# Activity
Everything from the line containing "Guideline: one keypoint for each instance of the road lane" to the close of the listing below should be retyped exactly, and nothing before it.
***
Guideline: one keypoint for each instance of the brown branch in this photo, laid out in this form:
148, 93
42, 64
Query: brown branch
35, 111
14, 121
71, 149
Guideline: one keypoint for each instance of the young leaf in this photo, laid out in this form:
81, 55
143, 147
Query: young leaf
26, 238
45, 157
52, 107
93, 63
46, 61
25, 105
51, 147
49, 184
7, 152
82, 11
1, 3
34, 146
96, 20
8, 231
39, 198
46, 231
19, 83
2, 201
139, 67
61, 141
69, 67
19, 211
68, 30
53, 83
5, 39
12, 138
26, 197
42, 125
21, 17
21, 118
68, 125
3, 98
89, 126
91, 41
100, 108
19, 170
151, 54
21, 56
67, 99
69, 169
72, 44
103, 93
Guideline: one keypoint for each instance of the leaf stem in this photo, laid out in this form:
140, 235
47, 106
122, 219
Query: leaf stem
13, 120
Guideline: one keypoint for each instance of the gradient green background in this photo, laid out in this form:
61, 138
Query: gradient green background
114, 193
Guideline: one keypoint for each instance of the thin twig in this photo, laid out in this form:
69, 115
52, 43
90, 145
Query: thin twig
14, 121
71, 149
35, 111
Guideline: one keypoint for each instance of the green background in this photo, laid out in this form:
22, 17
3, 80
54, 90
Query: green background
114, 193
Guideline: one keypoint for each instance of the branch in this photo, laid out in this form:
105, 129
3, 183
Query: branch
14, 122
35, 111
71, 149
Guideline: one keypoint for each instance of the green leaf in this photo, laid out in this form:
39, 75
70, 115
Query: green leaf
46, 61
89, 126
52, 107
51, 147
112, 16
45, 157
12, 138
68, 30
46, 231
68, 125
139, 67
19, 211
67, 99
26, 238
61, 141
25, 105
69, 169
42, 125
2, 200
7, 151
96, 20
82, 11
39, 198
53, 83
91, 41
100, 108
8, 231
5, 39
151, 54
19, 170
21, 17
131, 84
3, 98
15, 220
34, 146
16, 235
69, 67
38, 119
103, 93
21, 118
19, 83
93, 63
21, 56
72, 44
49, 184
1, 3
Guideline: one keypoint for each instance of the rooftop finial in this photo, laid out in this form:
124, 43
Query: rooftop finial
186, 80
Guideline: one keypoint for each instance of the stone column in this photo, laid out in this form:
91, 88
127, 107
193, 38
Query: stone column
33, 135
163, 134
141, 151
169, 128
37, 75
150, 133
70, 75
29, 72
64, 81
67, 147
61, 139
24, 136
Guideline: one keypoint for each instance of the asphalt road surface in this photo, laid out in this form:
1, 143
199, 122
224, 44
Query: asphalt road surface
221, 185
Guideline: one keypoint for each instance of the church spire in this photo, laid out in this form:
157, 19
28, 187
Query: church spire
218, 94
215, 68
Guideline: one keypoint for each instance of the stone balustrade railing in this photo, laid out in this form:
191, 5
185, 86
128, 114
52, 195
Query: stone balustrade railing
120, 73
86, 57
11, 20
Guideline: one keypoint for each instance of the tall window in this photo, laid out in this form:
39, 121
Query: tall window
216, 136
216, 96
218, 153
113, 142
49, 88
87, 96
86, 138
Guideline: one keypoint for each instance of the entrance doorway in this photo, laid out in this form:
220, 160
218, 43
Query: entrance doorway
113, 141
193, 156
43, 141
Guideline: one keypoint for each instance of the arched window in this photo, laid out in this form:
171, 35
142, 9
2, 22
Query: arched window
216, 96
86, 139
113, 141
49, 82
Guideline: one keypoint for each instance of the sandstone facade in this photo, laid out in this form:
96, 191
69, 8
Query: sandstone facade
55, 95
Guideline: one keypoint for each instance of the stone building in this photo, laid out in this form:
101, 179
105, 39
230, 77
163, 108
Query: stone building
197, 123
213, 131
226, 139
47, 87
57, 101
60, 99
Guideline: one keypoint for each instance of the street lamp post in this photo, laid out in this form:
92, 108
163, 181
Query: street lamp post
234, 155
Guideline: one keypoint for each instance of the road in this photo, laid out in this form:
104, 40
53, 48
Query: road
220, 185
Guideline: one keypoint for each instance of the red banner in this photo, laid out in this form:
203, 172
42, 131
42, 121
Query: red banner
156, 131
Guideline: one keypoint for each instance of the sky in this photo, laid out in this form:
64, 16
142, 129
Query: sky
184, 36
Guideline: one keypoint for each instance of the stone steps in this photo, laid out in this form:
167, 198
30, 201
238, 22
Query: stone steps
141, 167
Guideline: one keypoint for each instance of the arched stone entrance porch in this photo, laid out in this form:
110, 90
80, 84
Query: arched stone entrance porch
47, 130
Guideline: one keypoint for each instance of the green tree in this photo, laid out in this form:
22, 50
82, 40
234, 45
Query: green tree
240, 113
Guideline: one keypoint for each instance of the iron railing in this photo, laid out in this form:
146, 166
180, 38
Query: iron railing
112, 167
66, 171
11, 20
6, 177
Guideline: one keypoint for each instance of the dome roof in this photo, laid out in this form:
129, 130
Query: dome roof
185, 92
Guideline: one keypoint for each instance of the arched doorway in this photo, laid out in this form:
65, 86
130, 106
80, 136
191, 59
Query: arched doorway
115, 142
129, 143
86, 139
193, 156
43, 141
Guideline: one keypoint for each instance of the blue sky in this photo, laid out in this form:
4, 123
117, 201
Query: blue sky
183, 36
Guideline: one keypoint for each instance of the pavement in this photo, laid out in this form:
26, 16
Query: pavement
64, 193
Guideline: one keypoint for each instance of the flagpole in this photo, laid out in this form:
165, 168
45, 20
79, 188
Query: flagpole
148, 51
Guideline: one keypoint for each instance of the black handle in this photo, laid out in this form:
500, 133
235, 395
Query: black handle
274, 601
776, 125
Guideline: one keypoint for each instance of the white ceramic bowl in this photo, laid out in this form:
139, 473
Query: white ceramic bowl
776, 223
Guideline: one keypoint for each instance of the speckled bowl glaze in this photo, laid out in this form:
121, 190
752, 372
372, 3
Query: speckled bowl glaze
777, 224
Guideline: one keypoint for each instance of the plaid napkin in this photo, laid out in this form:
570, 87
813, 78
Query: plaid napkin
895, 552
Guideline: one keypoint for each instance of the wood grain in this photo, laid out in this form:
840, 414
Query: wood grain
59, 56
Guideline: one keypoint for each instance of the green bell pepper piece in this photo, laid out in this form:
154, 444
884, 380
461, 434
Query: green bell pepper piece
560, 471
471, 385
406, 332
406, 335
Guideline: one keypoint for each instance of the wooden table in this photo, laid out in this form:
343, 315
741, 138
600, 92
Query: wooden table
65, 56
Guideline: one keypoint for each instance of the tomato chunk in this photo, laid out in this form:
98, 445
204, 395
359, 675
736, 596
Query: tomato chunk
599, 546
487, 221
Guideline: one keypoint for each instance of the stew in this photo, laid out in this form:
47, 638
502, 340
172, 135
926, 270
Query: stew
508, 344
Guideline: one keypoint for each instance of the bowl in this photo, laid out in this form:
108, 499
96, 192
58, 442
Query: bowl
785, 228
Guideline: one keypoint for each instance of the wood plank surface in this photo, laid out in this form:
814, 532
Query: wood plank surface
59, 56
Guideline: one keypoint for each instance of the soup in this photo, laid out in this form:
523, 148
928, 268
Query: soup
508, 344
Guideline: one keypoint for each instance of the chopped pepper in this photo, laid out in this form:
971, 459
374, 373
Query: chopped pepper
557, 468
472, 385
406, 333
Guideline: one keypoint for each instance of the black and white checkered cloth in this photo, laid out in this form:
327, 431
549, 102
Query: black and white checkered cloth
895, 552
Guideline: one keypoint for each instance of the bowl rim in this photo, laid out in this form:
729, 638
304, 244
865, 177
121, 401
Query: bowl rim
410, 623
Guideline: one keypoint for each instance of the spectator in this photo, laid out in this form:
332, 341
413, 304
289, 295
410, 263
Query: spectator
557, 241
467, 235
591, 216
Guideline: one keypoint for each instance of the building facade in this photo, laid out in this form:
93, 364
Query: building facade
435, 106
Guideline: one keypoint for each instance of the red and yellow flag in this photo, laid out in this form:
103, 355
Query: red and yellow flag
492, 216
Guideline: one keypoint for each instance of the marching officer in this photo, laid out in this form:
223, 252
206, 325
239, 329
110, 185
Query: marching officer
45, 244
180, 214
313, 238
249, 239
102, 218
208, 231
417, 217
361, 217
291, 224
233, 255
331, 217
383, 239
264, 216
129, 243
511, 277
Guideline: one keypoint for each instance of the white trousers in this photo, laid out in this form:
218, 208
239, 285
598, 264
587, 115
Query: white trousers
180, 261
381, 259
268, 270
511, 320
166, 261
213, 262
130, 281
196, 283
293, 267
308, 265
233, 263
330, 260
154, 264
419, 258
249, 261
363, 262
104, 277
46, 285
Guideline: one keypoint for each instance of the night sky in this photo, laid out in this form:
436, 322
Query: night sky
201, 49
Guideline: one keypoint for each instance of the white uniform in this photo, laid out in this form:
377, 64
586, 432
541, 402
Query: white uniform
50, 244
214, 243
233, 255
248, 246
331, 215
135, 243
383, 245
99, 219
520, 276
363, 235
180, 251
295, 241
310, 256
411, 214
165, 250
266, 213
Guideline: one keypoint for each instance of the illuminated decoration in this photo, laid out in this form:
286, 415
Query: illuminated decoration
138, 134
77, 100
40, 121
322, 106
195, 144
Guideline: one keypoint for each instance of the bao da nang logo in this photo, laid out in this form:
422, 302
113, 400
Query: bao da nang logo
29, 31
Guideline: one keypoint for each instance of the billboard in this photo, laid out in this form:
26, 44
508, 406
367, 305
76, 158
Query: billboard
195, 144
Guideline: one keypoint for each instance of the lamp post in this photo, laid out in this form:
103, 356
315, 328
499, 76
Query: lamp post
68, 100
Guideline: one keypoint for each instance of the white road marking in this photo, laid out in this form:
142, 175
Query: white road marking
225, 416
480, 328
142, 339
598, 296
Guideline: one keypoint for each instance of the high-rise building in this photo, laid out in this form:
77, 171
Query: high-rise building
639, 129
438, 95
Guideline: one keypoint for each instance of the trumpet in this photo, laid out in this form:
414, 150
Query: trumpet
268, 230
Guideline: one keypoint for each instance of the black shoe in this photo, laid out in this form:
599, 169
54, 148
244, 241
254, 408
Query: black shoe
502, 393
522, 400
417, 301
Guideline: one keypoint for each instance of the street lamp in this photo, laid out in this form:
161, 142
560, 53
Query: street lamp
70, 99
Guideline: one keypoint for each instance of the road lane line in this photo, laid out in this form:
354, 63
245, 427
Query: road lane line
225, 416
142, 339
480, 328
***
# Reply
Guideline: one keypoint for each instance of the road lane line in this photo, laid out in this form:
354, 63
245, 427
Query: road lane line
225, 416
142, 339
480, 328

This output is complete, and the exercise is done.